Task to complete:
Return all of the entries exactly as written.
##### Stored records #####
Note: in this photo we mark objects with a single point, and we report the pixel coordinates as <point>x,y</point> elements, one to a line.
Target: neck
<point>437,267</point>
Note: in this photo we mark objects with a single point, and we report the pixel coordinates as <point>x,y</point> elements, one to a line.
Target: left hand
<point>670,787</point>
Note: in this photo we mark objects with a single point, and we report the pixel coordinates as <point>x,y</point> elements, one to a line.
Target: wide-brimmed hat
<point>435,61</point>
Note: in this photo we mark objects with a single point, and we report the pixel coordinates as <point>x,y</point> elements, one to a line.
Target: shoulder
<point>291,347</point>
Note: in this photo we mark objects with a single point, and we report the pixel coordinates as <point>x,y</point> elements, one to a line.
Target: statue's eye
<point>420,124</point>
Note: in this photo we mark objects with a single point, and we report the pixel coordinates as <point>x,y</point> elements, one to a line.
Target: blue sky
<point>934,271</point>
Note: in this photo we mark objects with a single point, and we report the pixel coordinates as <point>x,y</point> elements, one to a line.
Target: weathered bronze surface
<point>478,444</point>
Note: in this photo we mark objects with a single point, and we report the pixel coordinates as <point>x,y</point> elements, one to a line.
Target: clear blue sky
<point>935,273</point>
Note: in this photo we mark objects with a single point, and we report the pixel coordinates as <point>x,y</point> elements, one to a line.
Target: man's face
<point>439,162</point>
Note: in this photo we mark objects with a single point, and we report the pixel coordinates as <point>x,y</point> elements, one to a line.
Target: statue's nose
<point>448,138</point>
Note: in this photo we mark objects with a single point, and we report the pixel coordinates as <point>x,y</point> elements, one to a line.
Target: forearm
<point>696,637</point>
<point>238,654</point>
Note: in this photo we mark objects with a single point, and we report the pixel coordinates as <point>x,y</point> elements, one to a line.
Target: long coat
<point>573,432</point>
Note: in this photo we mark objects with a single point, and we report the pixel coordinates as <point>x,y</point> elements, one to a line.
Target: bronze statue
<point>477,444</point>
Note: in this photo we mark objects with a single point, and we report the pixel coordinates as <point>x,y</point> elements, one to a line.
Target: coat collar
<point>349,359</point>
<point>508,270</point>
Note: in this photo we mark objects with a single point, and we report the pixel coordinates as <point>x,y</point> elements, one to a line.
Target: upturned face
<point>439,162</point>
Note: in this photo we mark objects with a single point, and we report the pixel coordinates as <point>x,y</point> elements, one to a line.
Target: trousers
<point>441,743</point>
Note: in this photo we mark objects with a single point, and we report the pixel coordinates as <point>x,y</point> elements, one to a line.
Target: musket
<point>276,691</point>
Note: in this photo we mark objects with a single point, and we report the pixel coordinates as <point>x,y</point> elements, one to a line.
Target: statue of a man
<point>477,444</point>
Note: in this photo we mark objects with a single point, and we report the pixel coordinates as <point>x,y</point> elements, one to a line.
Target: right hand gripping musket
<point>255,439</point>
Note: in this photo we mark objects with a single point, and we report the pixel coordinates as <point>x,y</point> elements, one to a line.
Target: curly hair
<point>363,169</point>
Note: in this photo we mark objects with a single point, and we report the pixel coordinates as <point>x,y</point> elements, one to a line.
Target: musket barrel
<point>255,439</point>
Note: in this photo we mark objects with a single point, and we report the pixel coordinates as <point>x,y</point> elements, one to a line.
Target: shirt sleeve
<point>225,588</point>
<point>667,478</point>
#####
Task result:
Note: in this photo we mark objects with a single point, and we report the pixel coordinates as <point>x,y</point> elements, one to a line.
Target: neck
<point>437,267</point>
Note: in this photo we mark objects with a single point, and we report the pixel coordinates as <point>x,y</point> elements, one to a line.
Target: left hand
<point>670,787</point>
Note: in this photo we mark objects with a single point, and we report the pixel coordinates as <point>x,y</point> elements, one to a line.
Target: wide-brimmed hat
<point>435,61</point>
Note: in this photo we mark objects with a single point, and we report the pixel coordinates as <point>x,y</point> elements, one to a line.
Target: shoulder
<point>291,347</point>
Note: in this photo we mark objects with a single point, and we report the pixel coordinates as <point>x,y</point> elements, one to a line.
Target: statue's eye
<point>420,124</point>
Note: in this photo we mark objects with a single point, and we report the pixel coordinates as <point>x,y</point> elements, one to a line.
Target: blue sky
<point>934,271</point>
Note: in this photo we mark objects with a single point, and we report the pixel coordinates as <point>x,y</point> elements, one to a line.
Target: weathered bronze surface
<point>478,444</point>
Note: in this photo we mark objects with a single point, and we report the pixel coordinates as <point>x,y</point> elements, one to a line.
Target: clear blue sky
<point>935,273</point>
Note: in this photo we mark objects with a single point, and we report the pixel coordinates as <point>x,y</point> elements, one to a line.
Target: man's face
<point>439,162</point>
Note: in this photo we mark objects with a single point, and we report the pixel coordinates as <point>x,y</point> elements, one to a line.
Target: statue's nose
<point>448,138</point>
Note: in this photo we mark objects with a single point, and we report the pixel coordinates as <point>x,y</point> elements, one to a line.
Target: forearm
<point>696,637</point>
<point>238,654</point>
Note: in this photo we mark objects with a single point, and we report the pixel coordinates as <point>x,y</point> elements, one to a line.
Target: long coat
<point>573,432</point>
Note: in this photo we mark objects with a single point, and we report the pixel coordinates as <point>x,y</point> elements, one to a line.
Target: bronze statue
<point>477,444</point>
Note: in this photo we mark objects with a single point, and we report the pixel coordinates as <point>x,y</point> elements, one to a line.
Target: coat collar
<point>349,359</point>
<point>508,270</point>
Note: in this photo we mark objects with a single point, and we report the pixel coordinates as <point>x,y</point> elements, one to a line.
Target: upturned face
<point>439,162</point>
Note: in this photo we mark objects with a single point, and we report the pixel coordinates as <point>x,y</point> elements, one to a line.
Target: trousers
<point>441,743</point>
Note: in this photo we mark objects with a single point, and we report the pixel coordinates as <point>x,y</point> elements, one to a line.
Target: musket
<point>276,691</point>
Note: in this photo we mark objects with a single point, and we report the pixel coordinates as <point>x,y</point> elements, one to a line.
Target: statue of a man
<point>477,444</point>
Note: in this photo we mark objects with a single point, and we report the pixel coordinates as <point>x,y</point> elements, one to a line.
Target: right hand gripping musket
<point>255,439</point>
Note: in this photo we mark objects with a single point, and we report the pixel coordinates as <point>x,y</point> elements, one to a line.
Target: curly hair
<point>363,169</point>
Note: in this photo we mark objects with a single point, and we report the pixel coordinates as <point>x,y</point> elements, one to a line.
Target: musket barrel
<point>255,439</point>
Note: in this photo we mark objects with a single point, and we report the pixel coordinates as <point>x,y</point> elements, one to a line.
Target: shirt sleeve
<point>225,588</point>
<point>667,478</point>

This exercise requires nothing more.